(Source material begins)

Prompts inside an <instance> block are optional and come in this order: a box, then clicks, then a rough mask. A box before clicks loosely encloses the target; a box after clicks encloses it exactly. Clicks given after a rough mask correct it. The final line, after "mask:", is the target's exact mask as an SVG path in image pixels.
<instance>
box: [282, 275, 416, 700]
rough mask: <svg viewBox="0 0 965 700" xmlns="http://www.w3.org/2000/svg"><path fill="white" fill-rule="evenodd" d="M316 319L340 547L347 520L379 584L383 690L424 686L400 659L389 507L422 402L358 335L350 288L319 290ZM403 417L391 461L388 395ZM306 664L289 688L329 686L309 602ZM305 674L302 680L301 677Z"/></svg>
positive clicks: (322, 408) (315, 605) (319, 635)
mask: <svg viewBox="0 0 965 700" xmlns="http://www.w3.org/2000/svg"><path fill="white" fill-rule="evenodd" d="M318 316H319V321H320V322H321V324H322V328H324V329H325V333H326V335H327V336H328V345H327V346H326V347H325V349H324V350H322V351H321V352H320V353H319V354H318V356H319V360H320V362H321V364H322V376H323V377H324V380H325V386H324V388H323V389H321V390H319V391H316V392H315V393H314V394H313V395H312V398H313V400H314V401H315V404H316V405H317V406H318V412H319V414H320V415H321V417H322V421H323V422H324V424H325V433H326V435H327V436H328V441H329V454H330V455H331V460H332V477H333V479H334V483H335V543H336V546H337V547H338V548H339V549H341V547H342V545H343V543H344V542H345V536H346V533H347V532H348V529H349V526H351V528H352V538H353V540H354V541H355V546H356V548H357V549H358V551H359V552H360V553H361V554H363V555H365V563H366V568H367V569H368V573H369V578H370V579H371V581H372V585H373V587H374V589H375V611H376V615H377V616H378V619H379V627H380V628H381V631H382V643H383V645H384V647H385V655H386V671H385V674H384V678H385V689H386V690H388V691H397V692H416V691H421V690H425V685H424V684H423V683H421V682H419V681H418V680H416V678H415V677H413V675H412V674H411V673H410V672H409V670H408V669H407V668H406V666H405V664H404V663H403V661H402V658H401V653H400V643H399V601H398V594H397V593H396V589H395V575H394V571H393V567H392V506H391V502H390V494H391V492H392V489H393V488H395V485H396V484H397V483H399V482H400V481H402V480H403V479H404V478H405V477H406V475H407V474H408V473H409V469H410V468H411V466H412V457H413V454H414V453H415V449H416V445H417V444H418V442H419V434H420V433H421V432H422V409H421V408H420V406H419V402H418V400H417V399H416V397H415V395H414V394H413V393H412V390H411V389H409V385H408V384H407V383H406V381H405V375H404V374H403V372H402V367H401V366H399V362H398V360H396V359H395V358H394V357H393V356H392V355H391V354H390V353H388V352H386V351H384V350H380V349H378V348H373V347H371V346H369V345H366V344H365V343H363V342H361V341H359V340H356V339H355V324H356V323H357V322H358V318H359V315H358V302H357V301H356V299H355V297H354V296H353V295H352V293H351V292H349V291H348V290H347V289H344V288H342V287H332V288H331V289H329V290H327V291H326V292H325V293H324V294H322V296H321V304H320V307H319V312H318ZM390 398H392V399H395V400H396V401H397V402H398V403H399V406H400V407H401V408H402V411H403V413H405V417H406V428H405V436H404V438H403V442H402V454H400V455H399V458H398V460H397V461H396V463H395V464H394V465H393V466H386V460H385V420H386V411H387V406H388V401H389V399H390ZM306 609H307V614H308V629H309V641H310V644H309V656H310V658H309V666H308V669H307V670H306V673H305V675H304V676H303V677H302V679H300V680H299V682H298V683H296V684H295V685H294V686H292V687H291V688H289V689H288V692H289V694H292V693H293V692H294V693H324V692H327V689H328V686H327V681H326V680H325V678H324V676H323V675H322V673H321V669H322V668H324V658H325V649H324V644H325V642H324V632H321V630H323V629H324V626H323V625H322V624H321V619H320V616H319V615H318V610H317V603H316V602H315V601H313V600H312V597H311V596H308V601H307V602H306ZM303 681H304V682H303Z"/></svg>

(Source material ends)

**Task to carry out**
Turn every line of the records above into a numbered list, leaving out any blank lines.

**Reply**
1. Prompts inside an <instance> block are optional and come in this order: a box, then clicks, then a rough mask. A box before clicks loosely encloses the target; a box after clicks encloses it exactly. Clicks given after a rough mask correct it. The final line, after "mask:", is the target's exact mask as an SVG path in image pixels.
2. <instance>
3. box: [282, 275, 416, 700]
4. rough mask: <svg viewBox="0 0 965 700" xmlns="http://www.w3.org/2000/svg"><path fill="white" fill-rule="evenodd" d="M316 319L340 547L347 520L379 584L383 690L424 686L400 659L389 507L422 402L358 335L350 288L319 290ZM403 417L391 461L388 395ZM306 664L289 688L329 686L309 602ZM305 674L302 680L301 677Z"/></svg>
5. positive clicks: (322, 408) (315, 605) (319, 635)
6. mask: <svg viewBox="0 0 965 700" xmlns="http://www.w3.org/2000/svg"><path fill="white" fill-rule="evenodd" d="M318 316H319V321H320V322H321V324H322V328H324V329H325V333H326V335H327V336H328V345H327V346H326V347H325V349H324V350H322V351H321V352H320V353H319V354H318V356H319V360H320V362H321V364H322V376H323V377H324V380H325V386H324V388H323V389H321V390H319V391H316V392H315V393H314V394H313V395H312V398H313V400H314V401H315V404H316V405H317V406H318V412H319V414H320V415H321V417H322V421H323V422H324V424H325V433H326V435H327V436H328V441H329V454H330V455H331V460H332V477H333V479H334V483H335V543H336V546H337V547H338V548H339V549H341V547H342V545H343V543H344V542H345V536H346V533H347V532H348V529H349V526H351V528H352V538H353V540H354V541H355V546H356V548H357V549H358V551H359V552H360V553H361V554H363V555H365V563H366V568H367V569H368V573H369V578H370V579H371V581H372V585H373V587H374V589H375V611H376V615H377V616H378V619H379V627H380V628H381V631H382V643H383V645H384V647H385V655H386V671H385V674H384V678H385V689H386V690H388V691H397V692H416V691H421V690H425V685H424V684H423V683H421V682H419V681H418V680H416V678H415V677H413V675H412V674H411V673H410V672H409V670H408V669H407V668H406V666H405V664H404V663H403V661H402V658H401V653H400V643H399V601H398V594H397V593H396V589H395V575H394V571H393V567H392V506H391V502H390V494H391V492H392V489H393V488H395V485H396V484H397V483H399V482H400V481H402V480H403V479H404V478H405V477H406V475H407V474H408V473H409V469H410V468H411V466H412V457H413V454H414V453H415V449H416V445H417V444H418V442H419V434H420V433H421V432H422V409H421V408H420V406H419V402H418V400H417V399H416V397H415V395H414V394H413V393H412V390H411V389H409V385H408V384H407V383H406V381H405V375H404V374H403V372H402V367H401V366H399V362H398V360H396V359H395V358H394V357H393V356H392V355H391V354H390V353H388V352H386V351H384V350H380V349H378V348H373V347H371V346H369V345H366V344H365V343H363V342H361V341H359V340H356V339H355V324H356V323H357V322H358V318H359V315H358V302H357V301H356V299H355V297H354V296H353V295H352V293H351V292H349V291H348V290H347V289H344V288H342V287H332V288H331V289H329V290H327V291H326V292H325V293H324V294H322V296H321V304H320V307H319V312H318ZM390 398H392V399H395V400H396V401H397V402H398V403H399V406H400V407H401V408H402V411H403V413H405V417H406V428H405V436H404V438H403V442H402V454H400V455H399V458H398V460H397V461H396V463H395V464H394V465H393V466H386V460H385V420H386V411H387V406H388V401H389V399H390ZM306 609H307V614H308V629H309V641H310V644H309V656H310V658H309V666H308V669H307V670H306V673H305V675H304V676H303V677H302V679H300V680H299V682H298V683H296V684H295V685H294V686H292V687H291V688H289V689H288V692H289V694H292V693H293V692H294V693H324V692H327V689H328V686H327V681H326V680H325V678H324V676H323V675H322V673H321V669H322V668H324V658H325V649H324V644H325V642H324V632H321V630H323V629H324V626H323V625H322V624H321V619H320V616H319V615H318V610H317V603H316V602H315V601H313V600H312V597H311V596H308V601H307V602H306ZM303 681H304V682H303Z"/></svg>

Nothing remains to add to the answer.